* _Input data_
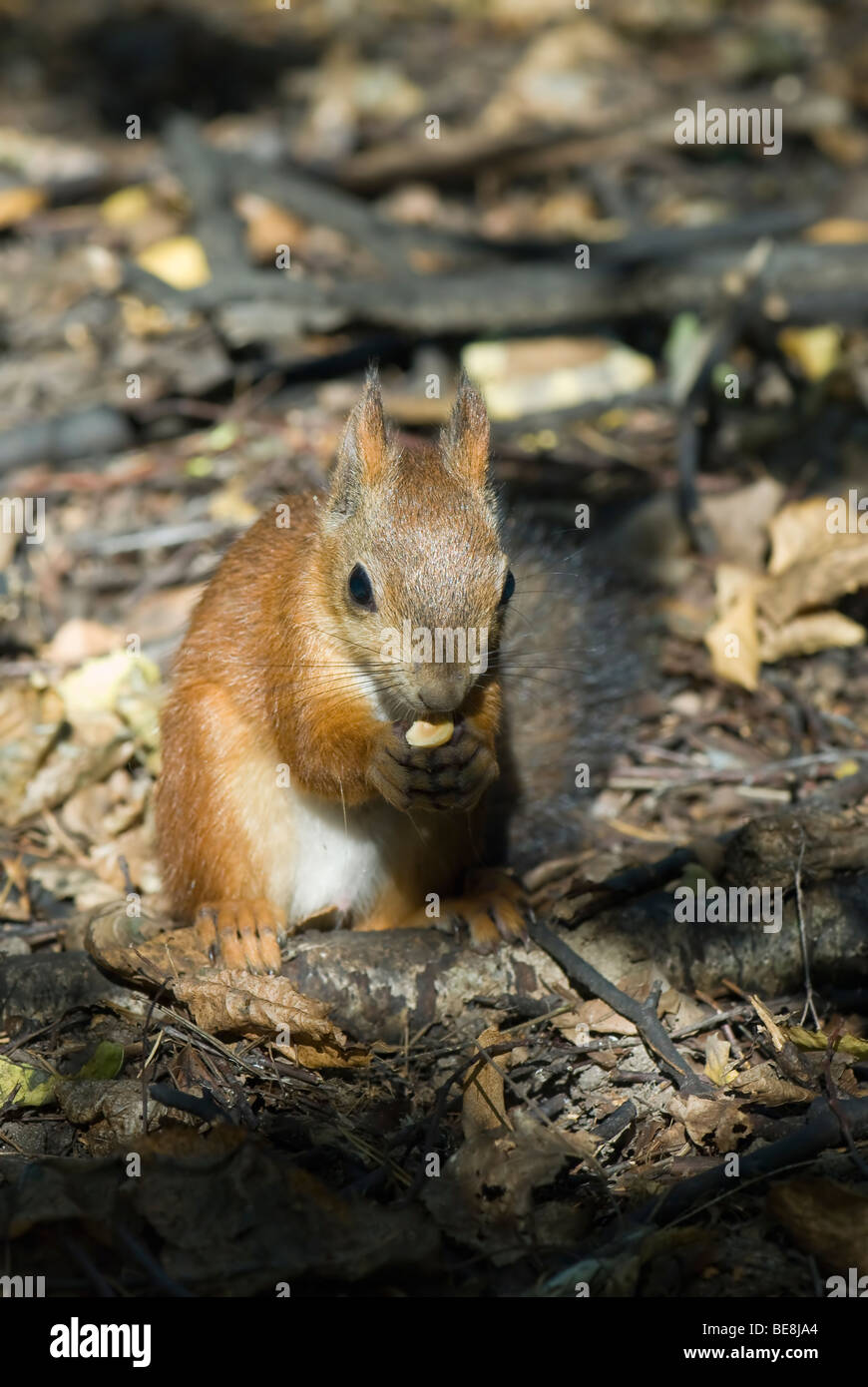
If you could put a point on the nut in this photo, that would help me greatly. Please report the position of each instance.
(430, 734)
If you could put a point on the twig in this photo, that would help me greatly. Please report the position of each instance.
(644, 1014)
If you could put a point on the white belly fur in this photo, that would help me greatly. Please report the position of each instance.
(337, 861)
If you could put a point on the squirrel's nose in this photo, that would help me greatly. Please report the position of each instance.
(443, 690)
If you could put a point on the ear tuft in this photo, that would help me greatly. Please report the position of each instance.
(365, 451)
(465, 440)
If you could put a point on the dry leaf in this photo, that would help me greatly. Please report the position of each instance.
(824, 1218)
(778, 1039)
(808, 634)
(529, 376)
(20, 203)
(732, 640)
(764, 1085)
(854, 1046)
(800, 533)
(718, 1066)
(483, 1107)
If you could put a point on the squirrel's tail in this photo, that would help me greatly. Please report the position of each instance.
(575, 651)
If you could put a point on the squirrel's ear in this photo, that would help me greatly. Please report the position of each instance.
(365, 451)
(465, 441)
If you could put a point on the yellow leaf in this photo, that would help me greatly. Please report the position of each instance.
(32, 1088)
(838, 231)
(814, 349)
(181, 261)
(127, 207)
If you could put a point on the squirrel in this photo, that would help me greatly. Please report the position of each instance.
(288, 790)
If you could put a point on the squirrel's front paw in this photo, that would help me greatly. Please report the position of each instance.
(241, 934)
(451, 777)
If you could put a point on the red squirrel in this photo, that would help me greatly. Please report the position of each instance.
(288, 786)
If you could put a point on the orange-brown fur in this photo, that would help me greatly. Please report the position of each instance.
(280, 669)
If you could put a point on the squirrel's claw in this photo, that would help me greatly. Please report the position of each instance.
(242, 935)
(494, 909)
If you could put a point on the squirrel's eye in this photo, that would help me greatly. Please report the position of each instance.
(361, 590)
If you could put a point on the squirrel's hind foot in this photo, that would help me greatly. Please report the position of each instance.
(241, 934)
(494, 909)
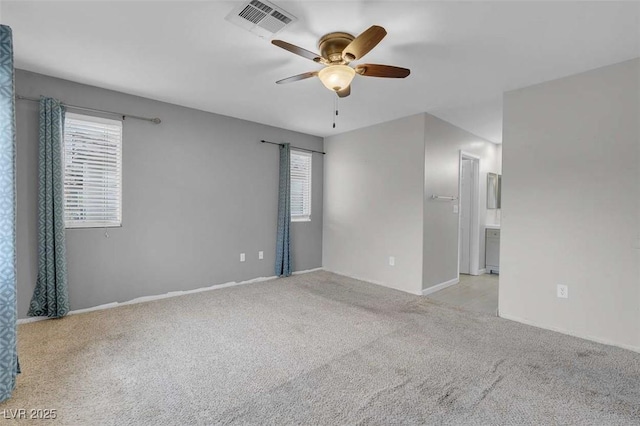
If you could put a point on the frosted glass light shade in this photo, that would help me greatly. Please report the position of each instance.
(336, 77)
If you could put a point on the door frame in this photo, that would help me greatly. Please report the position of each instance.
(474, 240)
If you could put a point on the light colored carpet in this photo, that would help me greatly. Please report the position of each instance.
(317, 349)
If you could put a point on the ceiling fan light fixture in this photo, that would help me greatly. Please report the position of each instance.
(336, 77)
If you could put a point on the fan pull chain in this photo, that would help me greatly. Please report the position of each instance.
(335, 107)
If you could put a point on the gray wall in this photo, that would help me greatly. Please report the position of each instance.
(443, 142)
(571, 205)
(373, 203)
(198, 190)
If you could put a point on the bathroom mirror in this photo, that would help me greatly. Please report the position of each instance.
(494, 184)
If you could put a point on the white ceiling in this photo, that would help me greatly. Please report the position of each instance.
(462, 56)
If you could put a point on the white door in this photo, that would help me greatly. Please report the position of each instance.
(466, 200)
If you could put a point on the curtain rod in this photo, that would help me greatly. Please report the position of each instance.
(294, 147)
(153, 120)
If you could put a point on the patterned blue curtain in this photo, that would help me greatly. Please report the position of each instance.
(50, 295)
(8, 315)
(283, 256)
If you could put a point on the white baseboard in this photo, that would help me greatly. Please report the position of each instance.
(569, 333)
(440, 286)
(164, 296)
(370, 281)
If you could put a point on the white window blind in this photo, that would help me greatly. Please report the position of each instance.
(300, 186)
(92, 172)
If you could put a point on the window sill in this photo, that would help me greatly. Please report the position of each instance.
(305, 219)
(93, 226)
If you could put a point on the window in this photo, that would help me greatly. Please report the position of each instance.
(300, 186)
(92, 172)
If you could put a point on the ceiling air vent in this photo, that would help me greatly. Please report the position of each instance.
(262, 18)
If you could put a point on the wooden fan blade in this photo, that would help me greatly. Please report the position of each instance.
(297, 77)
(362, 44)
(297, 50)
(385, 71)
(344, 92)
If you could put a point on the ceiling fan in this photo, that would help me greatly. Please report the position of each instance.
(337, 50)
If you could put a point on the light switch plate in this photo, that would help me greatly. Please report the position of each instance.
(563, 291)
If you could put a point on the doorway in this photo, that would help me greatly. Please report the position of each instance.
(468, 218)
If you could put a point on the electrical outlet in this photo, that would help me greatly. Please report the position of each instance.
(563, 291)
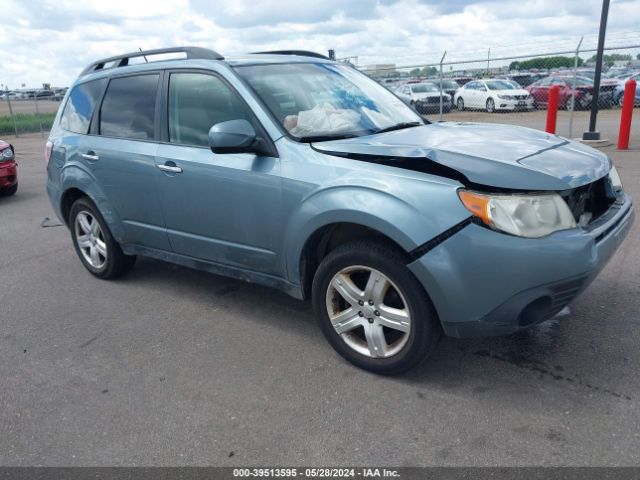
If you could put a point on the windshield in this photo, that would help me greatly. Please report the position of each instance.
(424, 88)
(499, 85)
(316, 101)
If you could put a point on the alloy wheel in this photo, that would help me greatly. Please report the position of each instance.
(90, 238)
(368, 311)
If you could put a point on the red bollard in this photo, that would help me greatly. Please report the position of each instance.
(627, 112)
(552, 109)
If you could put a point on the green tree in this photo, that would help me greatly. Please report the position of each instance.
(545, 63)
(608, 60)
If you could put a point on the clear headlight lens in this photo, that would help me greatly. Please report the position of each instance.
(616, 183)
(531, 216)
(6, 154)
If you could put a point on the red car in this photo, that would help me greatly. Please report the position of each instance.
(583, 92)
(8, 169)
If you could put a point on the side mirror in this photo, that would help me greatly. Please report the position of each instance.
(233, 136)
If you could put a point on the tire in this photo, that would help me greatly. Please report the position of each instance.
(491, 105)
(97, 249)
(411, 329)
(7, 192)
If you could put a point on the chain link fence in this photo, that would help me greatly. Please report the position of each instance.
(28, 111)
(514, 89)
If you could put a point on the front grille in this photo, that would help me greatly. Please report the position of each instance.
(590, 201)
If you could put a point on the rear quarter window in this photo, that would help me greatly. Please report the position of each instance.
(81, 105)
(128, 108)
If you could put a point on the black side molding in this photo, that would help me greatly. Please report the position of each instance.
(438, 239)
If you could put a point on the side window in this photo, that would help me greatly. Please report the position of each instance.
(197, 102)
(79, 108)
(128, 108)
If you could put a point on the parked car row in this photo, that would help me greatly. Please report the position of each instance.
(519, 92)
(55, 95)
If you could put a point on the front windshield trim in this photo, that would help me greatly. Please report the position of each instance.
(320, 137)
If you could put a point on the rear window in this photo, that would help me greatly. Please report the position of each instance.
(128, 109)
(80, 106)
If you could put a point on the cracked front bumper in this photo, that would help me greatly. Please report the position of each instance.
(484, 282)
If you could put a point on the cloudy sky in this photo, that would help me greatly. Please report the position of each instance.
(51, 41)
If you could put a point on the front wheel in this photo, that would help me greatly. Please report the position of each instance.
(373, 310)
(97, 249)
(491, 105)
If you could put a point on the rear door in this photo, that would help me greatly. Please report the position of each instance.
(224, 208)
(120, 154)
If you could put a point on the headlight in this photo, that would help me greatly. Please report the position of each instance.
(616, 183)
(531, 216)
(6, 154)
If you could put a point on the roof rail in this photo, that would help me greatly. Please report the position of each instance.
(123, 60)
(302, 53)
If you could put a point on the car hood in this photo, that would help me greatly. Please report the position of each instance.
(418, 96)
(512, 91)
(502, 156)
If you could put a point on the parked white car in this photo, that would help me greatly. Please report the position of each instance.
(424, 97)
(492, 95)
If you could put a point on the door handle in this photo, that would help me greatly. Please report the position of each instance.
(170, 168)
(91, 156)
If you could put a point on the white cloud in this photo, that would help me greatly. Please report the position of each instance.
(51, 41)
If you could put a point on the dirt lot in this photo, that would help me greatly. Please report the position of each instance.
(171, 366)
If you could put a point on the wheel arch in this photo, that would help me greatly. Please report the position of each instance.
(329, 237)
(77, 183)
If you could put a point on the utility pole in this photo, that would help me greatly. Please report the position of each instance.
(592, 134)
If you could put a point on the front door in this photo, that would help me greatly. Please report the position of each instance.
(120, 154)
(224, 208)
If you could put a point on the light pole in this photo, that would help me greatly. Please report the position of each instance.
(592, 134)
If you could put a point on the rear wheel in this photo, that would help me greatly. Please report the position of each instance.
(373, 310)
(97, 249)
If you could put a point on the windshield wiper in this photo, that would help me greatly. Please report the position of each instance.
(325, 138)
(399, 126)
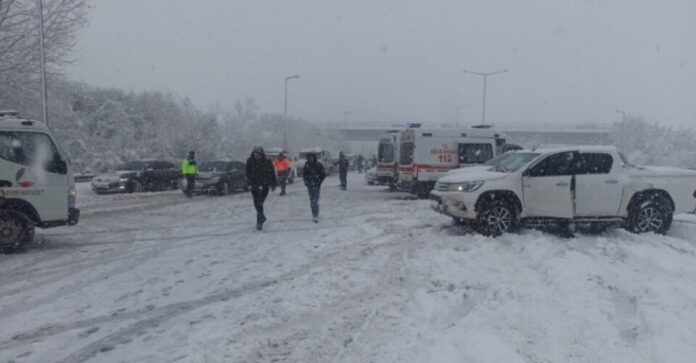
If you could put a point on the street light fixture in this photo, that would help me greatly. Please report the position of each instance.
(285, 112)
(485, 80)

* _What needs to be done_
Print again, word for word, every line from the line with "If you could put a point on the light pole" to the final line of the records, inclusive; skip the pictures.

* _The output_
If you could put a point on the light pole in this photo, that would help me greatly. Please report the position of each instance.
(592, 134)
If you could put a point on the rear wheel in this photo, that would help me greatly. Please report the position of each instance.
(373, 310)
(97, 249)
If you could put a point on the windshield wiper in this photo, that would help me greatly. Please report the position of each instance.
(325, 138)
(399, 126)
If you could put a point on the street light fixture in this photo, that would help me greatly. Please report the position of each instance.
(285, 112)
(485, 80)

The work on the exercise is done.